WORK TO BE COMPLETED: Pull out every line below that contains the word "white", and copy each one in full.

EXTRACTED INFORMATION:
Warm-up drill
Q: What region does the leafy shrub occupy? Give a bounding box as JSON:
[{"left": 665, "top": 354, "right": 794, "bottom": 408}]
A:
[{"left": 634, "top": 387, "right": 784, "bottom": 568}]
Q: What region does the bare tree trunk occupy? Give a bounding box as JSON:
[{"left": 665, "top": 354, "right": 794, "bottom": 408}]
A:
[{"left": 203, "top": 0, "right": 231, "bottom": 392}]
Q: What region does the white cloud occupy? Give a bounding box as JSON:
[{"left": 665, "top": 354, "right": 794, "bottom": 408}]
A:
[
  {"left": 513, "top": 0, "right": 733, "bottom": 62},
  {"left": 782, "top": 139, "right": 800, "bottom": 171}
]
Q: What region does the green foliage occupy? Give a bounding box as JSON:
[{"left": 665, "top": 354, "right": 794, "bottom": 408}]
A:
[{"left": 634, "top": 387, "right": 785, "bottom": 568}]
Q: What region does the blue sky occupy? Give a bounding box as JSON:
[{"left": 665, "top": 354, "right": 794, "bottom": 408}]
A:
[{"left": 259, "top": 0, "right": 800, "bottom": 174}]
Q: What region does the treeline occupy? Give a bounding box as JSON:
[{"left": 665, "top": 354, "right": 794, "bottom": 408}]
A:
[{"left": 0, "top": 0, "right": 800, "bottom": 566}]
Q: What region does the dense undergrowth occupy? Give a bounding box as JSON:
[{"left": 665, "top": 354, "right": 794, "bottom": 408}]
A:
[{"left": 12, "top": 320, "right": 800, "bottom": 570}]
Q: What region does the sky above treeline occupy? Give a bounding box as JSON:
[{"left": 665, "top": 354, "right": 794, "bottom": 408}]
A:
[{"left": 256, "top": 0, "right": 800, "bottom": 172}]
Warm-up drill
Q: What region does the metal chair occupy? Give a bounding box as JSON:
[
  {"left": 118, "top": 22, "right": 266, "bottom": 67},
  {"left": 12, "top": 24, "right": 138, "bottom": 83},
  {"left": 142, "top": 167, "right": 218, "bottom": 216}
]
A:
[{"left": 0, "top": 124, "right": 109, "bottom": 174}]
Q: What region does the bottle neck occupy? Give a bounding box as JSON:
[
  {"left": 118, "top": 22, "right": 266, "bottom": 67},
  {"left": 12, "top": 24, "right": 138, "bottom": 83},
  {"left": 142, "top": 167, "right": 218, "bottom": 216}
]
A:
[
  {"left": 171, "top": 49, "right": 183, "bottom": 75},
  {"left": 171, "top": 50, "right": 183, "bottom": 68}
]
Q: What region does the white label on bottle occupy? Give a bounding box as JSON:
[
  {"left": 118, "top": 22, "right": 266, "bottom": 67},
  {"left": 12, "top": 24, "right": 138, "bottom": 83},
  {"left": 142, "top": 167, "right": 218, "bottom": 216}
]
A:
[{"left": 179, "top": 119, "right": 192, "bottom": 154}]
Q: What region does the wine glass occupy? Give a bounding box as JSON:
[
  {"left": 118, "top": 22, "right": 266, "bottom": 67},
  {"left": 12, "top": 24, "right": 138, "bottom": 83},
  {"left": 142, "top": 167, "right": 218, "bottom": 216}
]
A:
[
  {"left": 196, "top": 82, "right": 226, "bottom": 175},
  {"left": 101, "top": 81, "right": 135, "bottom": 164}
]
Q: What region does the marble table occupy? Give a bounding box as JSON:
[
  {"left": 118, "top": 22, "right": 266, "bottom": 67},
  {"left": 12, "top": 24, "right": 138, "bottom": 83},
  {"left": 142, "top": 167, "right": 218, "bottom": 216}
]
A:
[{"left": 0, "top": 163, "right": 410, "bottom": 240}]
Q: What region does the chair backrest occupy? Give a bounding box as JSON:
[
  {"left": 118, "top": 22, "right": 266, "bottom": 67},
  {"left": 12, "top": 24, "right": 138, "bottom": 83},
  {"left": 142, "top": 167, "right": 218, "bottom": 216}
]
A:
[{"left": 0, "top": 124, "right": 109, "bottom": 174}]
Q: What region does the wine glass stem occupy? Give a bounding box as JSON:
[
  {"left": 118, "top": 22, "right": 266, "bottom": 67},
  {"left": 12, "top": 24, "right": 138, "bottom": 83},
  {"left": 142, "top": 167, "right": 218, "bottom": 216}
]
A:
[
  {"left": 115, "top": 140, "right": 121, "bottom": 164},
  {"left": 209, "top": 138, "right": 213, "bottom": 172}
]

EXERCISE SOLUTION:
Q: What region does the white cloud occupy? Give a bounding box as JSON:
Q: What region does the white label on bottle occupy? Give a bounding box as JSON:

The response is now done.